▶ **Task instructions**
Every line below needs to be printed again exactly, without any of its pictures.

▶ **Records provided**
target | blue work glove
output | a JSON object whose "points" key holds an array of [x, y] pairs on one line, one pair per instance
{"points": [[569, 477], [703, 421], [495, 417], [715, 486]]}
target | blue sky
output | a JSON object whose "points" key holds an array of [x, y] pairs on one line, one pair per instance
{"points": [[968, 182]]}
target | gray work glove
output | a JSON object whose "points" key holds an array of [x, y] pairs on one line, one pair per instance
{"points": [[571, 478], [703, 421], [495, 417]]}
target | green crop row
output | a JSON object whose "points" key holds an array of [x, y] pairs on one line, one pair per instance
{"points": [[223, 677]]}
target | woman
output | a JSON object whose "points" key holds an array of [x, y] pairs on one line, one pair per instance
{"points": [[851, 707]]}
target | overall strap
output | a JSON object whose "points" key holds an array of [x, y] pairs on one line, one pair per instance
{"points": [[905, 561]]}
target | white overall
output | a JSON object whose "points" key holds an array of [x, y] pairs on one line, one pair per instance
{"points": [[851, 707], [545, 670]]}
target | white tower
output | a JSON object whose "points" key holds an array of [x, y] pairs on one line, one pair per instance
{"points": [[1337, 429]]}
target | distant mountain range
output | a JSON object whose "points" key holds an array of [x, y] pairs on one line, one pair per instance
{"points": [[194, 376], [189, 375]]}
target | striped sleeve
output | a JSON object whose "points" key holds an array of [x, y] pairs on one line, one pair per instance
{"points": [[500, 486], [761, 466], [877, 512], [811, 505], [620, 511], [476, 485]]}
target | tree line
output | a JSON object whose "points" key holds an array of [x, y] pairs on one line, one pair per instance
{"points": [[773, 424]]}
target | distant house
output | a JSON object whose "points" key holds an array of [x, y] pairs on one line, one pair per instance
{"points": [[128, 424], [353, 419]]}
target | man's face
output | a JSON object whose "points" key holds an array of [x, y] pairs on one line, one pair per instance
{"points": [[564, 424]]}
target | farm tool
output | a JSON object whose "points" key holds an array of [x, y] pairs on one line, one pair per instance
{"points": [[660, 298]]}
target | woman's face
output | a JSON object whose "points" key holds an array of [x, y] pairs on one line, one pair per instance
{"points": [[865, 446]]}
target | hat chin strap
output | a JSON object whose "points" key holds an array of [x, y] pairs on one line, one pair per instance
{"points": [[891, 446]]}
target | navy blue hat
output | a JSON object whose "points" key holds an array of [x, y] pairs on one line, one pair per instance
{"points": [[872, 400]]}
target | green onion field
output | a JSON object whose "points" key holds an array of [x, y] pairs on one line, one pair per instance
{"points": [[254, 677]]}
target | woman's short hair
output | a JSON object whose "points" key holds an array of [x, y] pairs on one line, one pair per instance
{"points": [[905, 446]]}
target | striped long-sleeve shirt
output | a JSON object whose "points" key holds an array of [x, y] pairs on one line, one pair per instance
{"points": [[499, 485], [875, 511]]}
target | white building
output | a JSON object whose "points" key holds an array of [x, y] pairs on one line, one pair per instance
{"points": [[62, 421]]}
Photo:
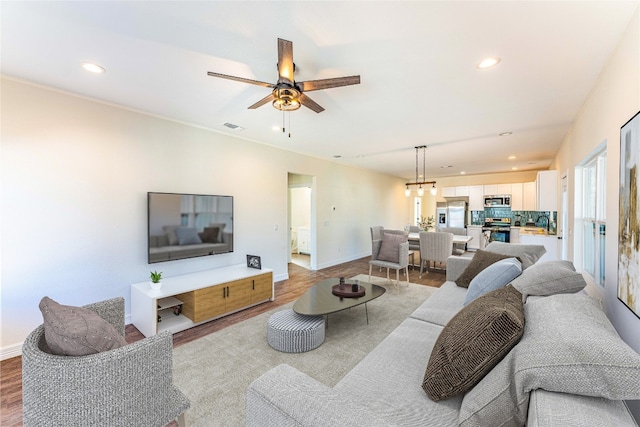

▶ **Answer box**
target | blue work glove
output | a JSON object whose "points" key holds an array of [x, y] pairs on one line, one pair per instance
{"points": [[569, 477], [703, 421], [495, 417], [715, 486]]}
target | blue sky
output | a JSON object whose "points" key holds an array of [x, y] pairs on one line, one pair per instance
{"points": [[968, 182]]}
target | gray work glove
output | a JSON object whose "points" key holds an array of [x, y] pairs on one line, one pair per instance
{"points": [[571, 478], [703, 421], [495, 417]]}
target | green crop row
output | a JSON object whose "points" key holds an array of [x, y] pairs on one line, one pair per instance
{"points": [[223, 677]]}
target | woman
output | a JSON object whose "points" key holds an array of [x, y] pairs on one line, one pair per instance
{"points": [[851, 707]]}
target | overall strap
output | a JSON object whose "points" key holds an array of [x, y] pairs on one line, one pair per instance
{"points": [[905, 561]]}
target | white overall
output | a JSON object whose "points" key holds an array of [x, y] pairs on one line, one pair per instance
{"points": [[851, 707], [545, 670]]}
target | white tower
output | a JSON object whose "points" key holds an array of [x, y] pairs on one line, one pair per instance
{"points": [[1337, 429]]}
target | distant mountain range
output | a JSON object whose "points" key holds an array of [x, y] pairs on one line, one pair per instance
{"points": [[194, 376], [189, 375]]}
target | striped sleeve
output | a JSON object whose "points" key holds an array of [x, y] pairs on one line, one pair per instance
{"points": [[500, 486], [761, 466], [877, 512], [811, 505], [620, 511], [476, 485]]}
target | tree line
output | a JSON object whose "points" key holds an array of [x, y] pairs on one line, one pair per instance
{"points": [[773, 424]]}
target | distant house
output | a JSON object whose "points" key holds an array of [x, y] pairs on one line, one pair per instance
{"points": [[128, 424], [353, 419]]}
target | man's face
output | a JSON object whose "points" key holds an array of [x, y] pairs on one line, one pair per instance
{"points": [[564, 424]]}
target | farm tool
output | a JSON object whose "points" key holds an array of [x, y] pairs on one line, one pair per instance
{"points": [[660, 298]]}
target | woman's face
output | a JSON object whose "points" key holds an array of [x, y] pairs on one line, one pair per instance
{"points": [[865, 446]]}
target | hat chin strap
output | a JSON object whose "points" key holds an array of [x, y] pairs on one line, one pair per instance
{"points": [[891, 446]]}
target | navy blue hat
output | a JSON object whose "points" key holds an array of [x, y] pairs on one line, one pair per instance
{"points": [[872, 400]]}
target | green onion field
output | a JSON object whose "points" key holds an array of [x, y] pairs on one line, one pair per instance
{"points": [[254, 677]]}
target | woman's short hair
output | a JSON object whose "points" key holds an array of [x, y] pairs on one line, one pair per instance
{"points": [[905, 446]]}
target | striped long-sleeve shirt
output | a JSON object whose "points" key holds an array of [x, y] pairs on one line, one pair per instance
{"points": [[499, 485], [875, 511]]}
target | white building
output | a JSON object whose "points" key holds an array of [x, y] pairs on one line, one pair per instance
{"points": [[62, 421]]}
Photo:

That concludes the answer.